:: Given passage ::
########################################

Numerics are related to locale. Dates and times should be part of the test, along with currency, telephone numbers, and units of measure. If there is searching based on numeric data, such as by date or price, include this in the test suite.

It is important to review graphics early on, since they take longer to create and adjust. While they are often not related to product function, they are part of the user interface (UI). Make sure icons, banners, backgrounds, pictures, and all other images are part of the test suites for the UI before it is frozen. Colors and window elements, such as buttons and checkboxes, should also be verified.

Product layout is especially important for localizability. UI test suites should check screens, dialog boxes, pop-up windows, and frames for their internal arrangement and relative screen position. This is best done using a pseudo-localization, which will be discussed later in this article.

Edge testing is important to expose deficiencies in code i18n. Push through minimum and below-minimum values and lengths, exceed maximum values and lengths. Plan to enter incorrect characters and formats, bad or mismatched dates and times.

What are you looking for?

Text

Now that you have your textual data planned and executed, what should you look for? Note that in some cases, data can be constrained by a standard. If you're not sure, write the bug -- most often standards won't affect these areas. Remember that text can be affected by both the language setting and the locale setting.

########################################

:: Task instructions ::
Please transcribe the localization testing passage word for word, between "Edge testing is" and "you looking for?", inclusive.

:: Data lines ::
########################################

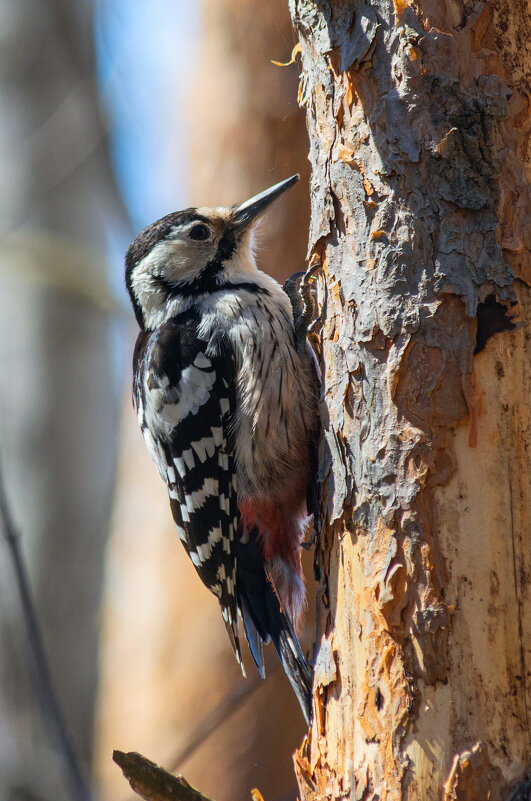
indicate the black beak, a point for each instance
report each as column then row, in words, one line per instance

########################################

:: The completed task ::
Edge testing is important to expose deficiencies in code i18n. Push through minimum and below-minimum values and lengths, exceed maximum values and lengths. Plan to enter incorrect characters and formats, bad or mismatched dates and times.

What are you looking for?